- **PROMPT**
Please recast the items below as a Markdown table with a Row column holding each row's number and a Line column holding the text of each line, leaving out blank lines.

··· RECORDS TO PROCESS ···

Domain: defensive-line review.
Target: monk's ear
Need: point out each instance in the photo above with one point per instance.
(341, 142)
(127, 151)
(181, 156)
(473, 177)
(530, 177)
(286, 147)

···

- **SOLUTION TO THE PROBLEM**
| Row | Line |
|---|---|
| 1 | Domain: defensive-line review. |
| 2 | Target: monk's ear |
| 3 | Need: point out each instance in the photo above with one point per instance. |
| 4 | (341, 142) |
| 5 | (127, 151) |
| 6 | (181, 156) |
| 7 | (473, 177) |
| 8 | (530, 177) |
| 9 | (286, 147) |